*Work to do:*
Update the records below by replacing "pin" with "marker" and keeping every other part unchanged.

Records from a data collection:
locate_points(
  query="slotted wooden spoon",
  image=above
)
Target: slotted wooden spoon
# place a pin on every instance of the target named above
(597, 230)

*Finished exercise:*
locate_points(
  query="slotted wooden spoon",
  image=above
)
Target: slotted wooden spoon
# place a marker on every instance of the target named above
(597, 230)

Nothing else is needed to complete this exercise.